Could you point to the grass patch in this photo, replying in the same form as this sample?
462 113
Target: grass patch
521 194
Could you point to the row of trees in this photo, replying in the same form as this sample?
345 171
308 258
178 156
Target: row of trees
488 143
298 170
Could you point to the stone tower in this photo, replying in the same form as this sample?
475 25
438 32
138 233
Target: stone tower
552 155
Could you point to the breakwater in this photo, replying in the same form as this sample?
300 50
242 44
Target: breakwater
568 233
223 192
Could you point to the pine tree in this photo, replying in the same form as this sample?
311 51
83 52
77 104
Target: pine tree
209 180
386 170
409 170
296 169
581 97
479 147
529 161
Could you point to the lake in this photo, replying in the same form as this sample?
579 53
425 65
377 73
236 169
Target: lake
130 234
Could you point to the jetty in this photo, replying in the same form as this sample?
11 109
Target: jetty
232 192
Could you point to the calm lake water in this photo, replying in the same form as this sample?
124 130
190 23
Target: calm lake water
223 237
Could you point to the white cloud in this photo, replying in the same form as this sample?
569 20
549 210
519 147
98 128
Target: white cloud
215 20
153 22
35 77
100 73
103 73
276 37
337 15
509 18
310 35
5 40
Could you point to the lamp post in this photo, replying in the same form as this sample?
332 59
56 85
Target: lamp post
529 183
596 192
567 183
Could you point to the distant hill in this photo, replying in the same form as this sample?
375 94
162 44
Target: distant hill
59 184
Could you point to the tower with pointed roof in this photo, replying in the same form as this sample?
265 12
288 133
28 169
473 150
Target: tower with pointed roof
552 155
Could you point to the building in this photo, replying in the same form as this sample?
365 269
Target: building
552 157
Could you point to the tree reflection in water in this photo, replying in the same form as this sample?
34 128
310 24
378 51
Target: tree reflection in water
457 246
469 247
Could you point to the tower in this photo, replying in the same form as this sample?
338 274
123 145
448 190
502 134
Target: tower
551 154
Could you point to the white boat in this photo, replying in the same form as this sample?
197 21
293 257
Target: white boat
^^^^^^^^^^^^^^^^
◆ DIRECTIONS:
Your response should contain each line of the entries above that holds the string "boat".

◆ ANSWER SPACE:
Could you point to the white boat in this photo, replying in the same form as this sample?
Target: white boat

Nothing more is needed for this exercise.